>> start Data listing
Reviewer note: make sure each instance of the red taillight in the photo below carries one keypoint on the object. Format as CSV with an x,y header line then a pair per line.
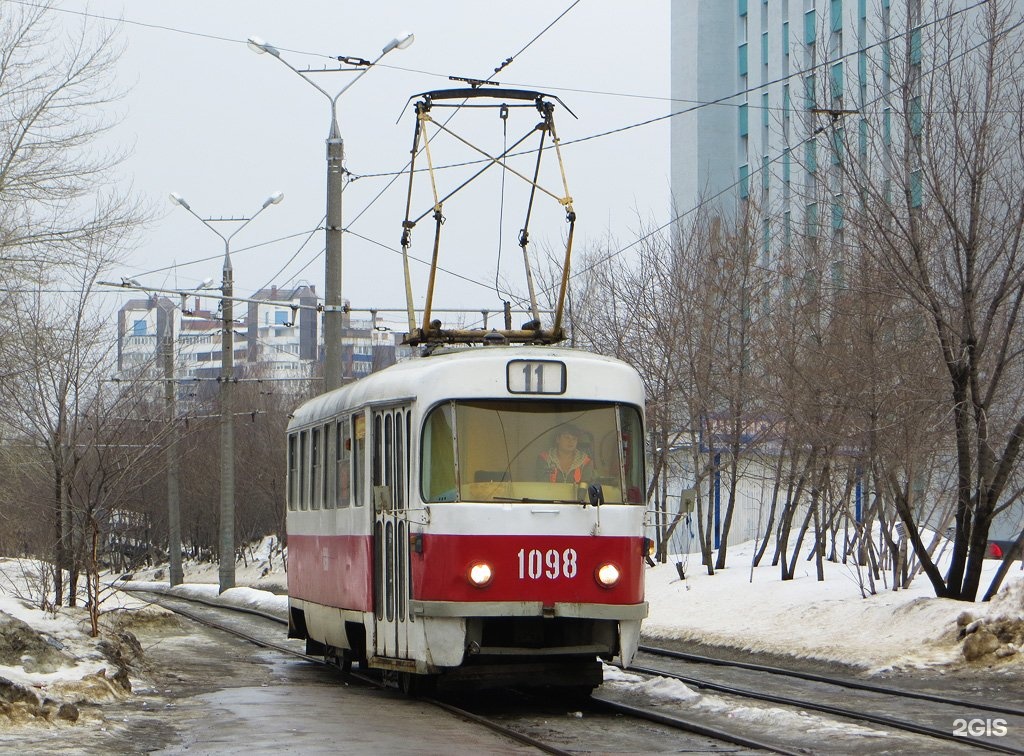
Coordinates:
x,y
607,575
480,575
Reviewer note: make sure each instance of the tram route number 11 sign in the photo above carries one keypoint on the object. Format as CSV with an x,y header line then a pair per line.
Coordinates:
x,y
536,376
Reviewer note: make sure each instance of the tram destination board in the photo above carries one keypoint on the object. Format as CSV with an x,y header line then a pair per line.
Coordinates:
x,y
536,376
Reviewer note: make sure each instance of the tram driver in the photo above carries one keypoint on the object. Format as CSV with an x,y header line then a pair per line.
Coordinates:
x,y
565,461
>> end Data listing
>> start Data listing
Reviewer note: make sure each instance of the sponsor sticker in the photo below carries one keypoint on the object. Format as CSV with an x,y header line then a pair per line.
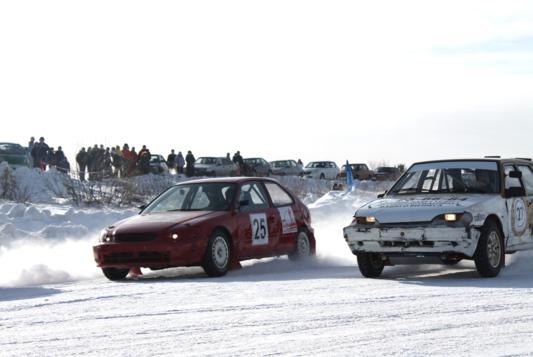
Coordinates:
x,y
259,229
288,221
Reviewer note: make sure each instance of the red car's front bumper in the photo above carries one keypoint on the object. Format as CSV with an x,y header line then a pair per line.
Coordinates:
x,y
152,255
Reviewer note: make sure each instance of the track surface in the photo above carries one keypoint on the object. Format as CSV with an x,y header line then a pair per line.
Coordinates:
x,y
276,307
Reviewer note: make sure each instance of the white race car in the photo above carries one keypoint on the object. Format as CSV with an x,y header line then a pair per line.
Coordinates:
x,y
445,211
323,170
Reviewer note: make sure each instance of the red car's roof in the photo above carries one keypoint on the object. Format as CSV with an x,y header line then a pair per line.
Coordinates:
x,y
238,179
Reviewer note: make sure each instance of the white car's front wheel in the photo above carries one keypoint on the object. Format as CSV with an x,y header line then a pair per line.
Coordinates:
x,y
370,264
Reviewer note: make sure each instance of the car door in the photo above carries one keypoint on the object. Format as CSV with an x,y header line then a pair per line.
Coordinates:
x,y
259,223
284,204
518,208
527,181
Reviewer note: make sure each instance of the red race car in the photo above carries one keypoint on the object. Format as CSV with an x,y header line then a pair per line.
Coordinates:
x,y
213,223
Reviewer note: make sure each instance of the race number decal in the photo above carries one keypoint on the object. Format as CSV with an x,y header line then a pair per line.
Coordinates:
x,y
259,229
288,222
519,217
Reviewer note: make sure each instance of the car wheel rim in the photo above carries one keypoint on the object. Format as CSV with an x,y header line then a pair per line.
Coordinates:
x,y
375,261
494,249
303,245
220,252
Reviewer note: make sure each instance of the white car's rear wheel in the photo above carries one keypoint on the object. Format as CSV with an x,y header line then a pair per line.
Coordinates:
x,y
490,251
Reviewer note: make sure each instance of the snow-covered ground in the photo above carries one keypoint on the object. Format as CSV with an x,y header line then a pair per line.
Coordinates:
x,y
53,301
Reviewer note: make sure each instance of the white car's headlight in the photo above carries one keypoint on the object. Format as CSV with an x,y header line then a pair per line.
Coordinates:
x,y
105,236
>> end Data listing
> Stated problem: Gather every line of the records above that contains the word "below" and copy each one in full.

> In response:
Reviewer note: make sure each instance of the red taillight in the photo below carries one keypoint on the object. Format as CSV with an x,y header line then a pair per line.
Reviewer note: make sure each instance of the sponsor sticker in the photo below carries one keypoint on the object. Format as CSV with an x,y header line then a pair per line.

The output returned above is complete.